## SUPPLIED RECORDS
============================================================
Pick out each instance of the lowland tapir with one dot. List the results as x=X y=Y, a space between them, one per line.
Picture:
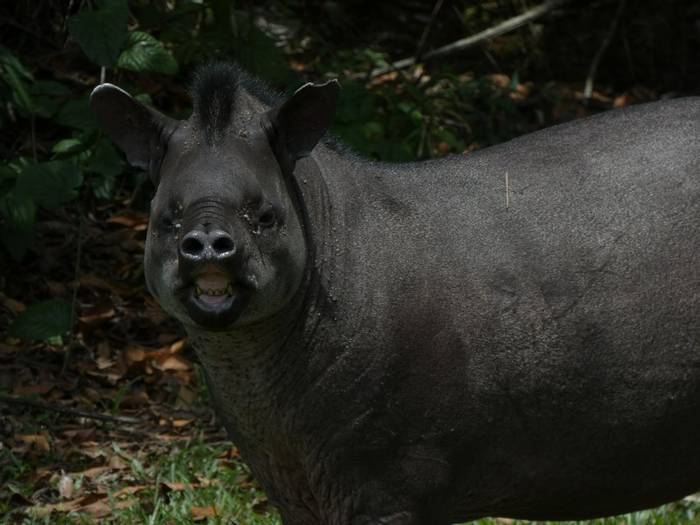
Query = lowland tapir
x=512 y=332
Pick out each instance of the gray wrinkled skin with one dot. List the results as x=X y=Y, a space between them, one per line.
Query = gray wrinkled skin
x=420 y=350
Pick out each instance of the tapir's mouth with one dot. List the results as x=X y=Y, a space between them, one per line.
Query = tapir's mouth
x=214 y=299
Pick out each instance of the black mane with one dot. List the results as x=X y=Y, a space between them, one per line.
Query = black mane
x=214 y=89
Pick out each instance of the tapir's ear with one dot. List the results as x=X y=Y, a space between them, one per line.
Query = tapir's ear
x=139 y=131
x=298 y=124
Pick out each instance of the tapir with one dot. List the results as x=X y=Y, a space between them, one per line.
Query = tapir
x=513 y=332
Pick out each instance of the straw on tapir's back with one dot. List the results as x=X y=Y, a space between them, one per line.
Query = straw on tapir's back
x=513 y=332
============================================================
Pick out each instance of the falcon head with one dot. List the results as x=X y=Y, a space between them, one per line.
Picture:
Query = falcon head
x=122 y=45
============================================================
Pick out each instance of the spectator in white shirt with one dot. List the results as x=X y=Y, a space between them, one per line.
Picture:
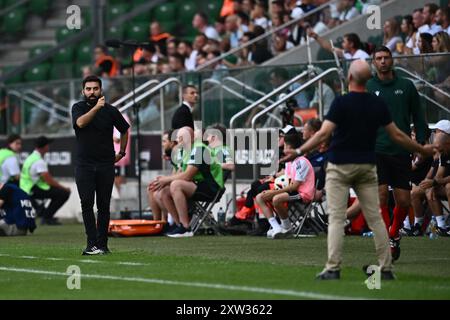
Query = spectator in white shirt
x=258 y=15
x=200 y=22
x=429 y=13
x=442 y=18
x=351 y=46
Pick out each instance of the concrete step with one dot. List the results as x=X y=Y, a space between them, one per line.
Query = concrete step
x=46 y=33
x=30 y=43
============================================================
Rewrite the listing starting at the line containing "Pick out each instance of the lowland" and ending at the line containing "x=420 y=350" as a two-column CSV with the columns request and answer, one row per request. Put each field in quotes with its line breaks turned into spaces, and leave the pictures out.

request,answer
"Pick out each instance of the lowland tapir with one dot. List the results as x=X y=Y, a space between them, one per line. Picture: Query = lowland tapir","x=512 y=332"
"Pick out each instance of the gray wrinkled skin with one dot. List the results as x=X y=Y, a space between them, one per line. Query = gray wrinkled skin","x=420 y=350"